To do: Update the data below from the line with "In this exercise you will indicate the yellowish" to the line with "x=663, y=117", changing "cone" to "spike" and keeping everything else the same. Give back only those lines, without the pictures.

Material for this task:
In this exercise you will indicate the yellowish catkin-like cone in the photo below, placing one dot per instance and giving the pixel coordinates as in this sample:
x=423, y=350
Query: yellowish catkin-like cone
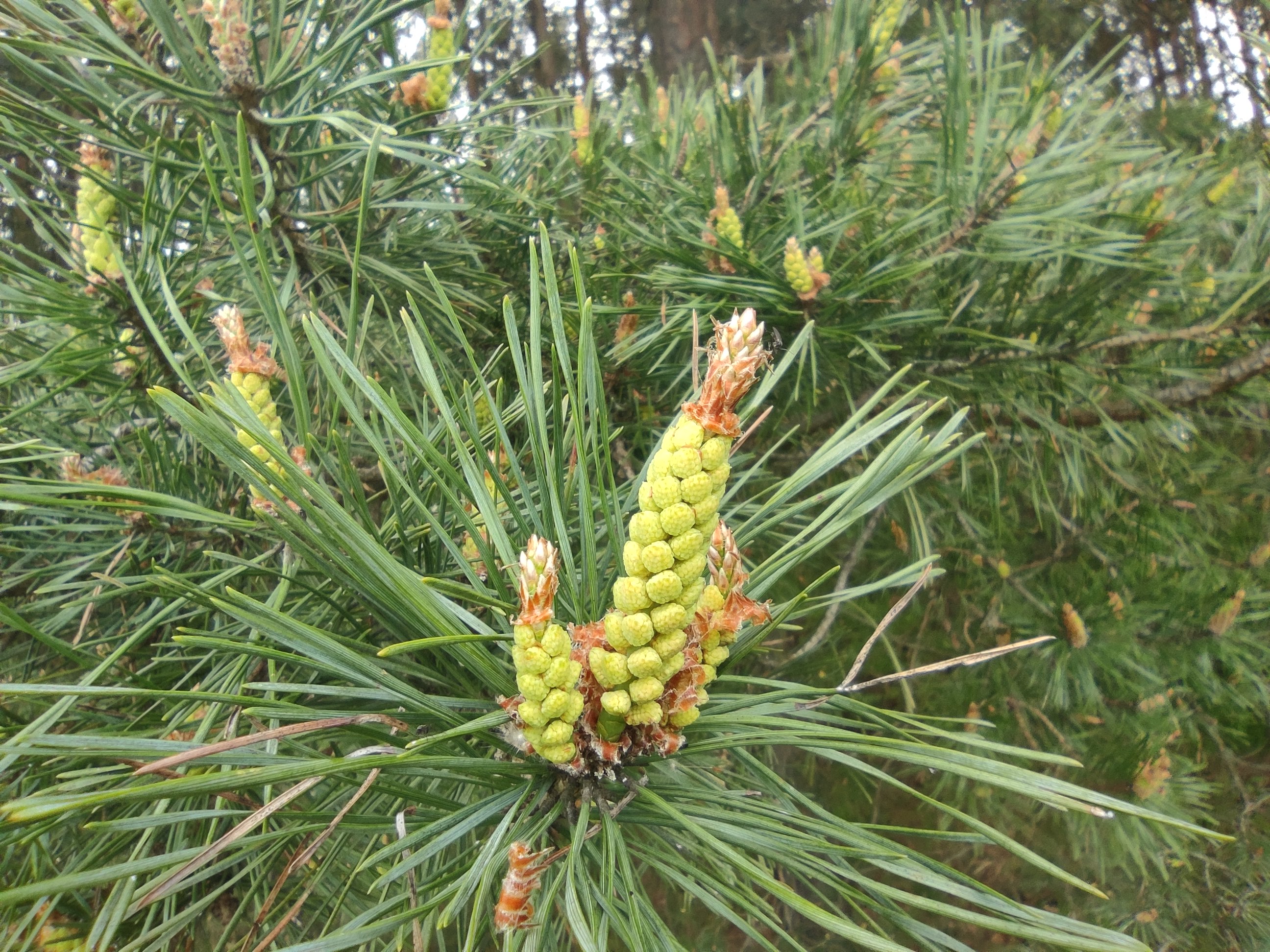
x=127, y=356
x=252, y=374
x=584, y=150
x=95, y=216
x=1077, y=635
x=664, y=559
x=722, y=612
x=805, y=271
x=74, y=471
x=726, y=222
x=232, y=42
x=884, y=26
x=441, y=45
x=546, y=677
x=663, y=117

==

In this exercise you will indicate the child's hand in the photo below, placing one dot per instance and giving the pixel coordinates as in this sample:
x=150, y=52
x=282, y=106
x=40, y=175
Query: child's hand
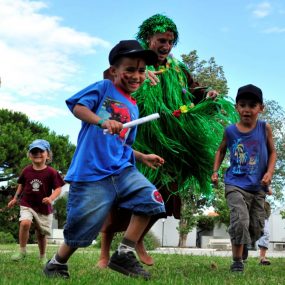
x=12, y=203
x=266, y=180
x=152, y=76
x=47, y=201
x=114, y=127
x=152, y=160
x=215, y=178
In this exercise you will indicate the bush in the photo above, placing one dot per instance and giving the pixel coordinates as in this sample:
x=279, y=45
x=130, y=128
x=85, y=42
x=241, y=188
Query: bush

...

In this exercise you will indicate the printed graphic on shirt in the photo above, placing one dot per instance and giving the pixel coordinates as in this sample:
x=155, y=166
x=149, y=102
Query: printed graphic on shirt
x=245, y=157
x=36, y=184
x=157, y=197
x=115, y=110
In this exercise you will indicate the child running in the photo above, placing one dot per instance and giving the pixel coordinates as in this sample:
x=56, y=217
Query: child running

Written response:
In this exercise you will indicate the yellowish catkin-like spike in the photo below, placing one dot per instance and giving the pixel coordinates as in this sample:
x=423, y=350
Query: yellowish catkin-like spike
x=127, y=356
x=252, y=374
x=584, y=150
x=95, y=216
x=1077, y=635
x=664, y=559
x=722, y=612
x=805, y=271
x=74, y=471
x=726, y=222
x=232, y=42
x=884, y=26
x=441, y=45
x=546, y=677
x=663, y=117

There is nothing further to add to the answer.